◆ TASK STATEMENT
Return each line of the material verbatim.

INPUT DATA section start

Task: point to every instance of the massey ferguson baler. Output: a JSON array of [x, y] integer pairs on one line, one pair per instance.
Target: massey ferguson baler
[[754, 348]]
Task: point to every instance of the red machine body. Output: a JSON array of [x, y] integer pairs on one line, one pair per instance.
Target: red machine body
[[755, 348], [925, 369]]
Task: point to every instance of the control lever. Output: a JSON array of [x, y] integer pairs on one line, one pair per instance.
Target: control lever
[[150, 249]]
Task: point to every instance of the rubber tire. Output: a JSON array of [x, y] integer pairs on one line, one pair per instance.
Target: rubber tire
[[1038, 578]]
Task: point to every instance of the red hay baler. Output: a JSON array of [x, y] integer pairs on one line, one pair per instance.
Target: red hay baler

INPUT DATA section end

◆ WRITTEN SOLUTION
Task: point to every instance of the massey ferguson baler. Output: a JSON array of [x, y] integer pairs on one line, one pair per instance.
Target: massey ferguson baler
[[754, 348]]
Task: point to every instance of the red machine body. Output: a JSON array of [x, y] integer pairs on one line, one pair per instance.
Target: red machine body
[[755, 348], [925, 369]]
Task: point to every instance of the control lever. Output: a JSON array of [x, y] integer pairs on one line, one pair per instance.
Target: control lever
[[150, 249]]
Task: point to every instance of the rubber tire. Output: a JSON array of [x, y] integer pairs on one line, one pair per instance.
Target: rubber tire
[[1038, 578]]
Task: point to every instance of the red hay baler. Output: a JSON array of [x, y] integer pairs on one line, one pair per instance.
Target: red hay baler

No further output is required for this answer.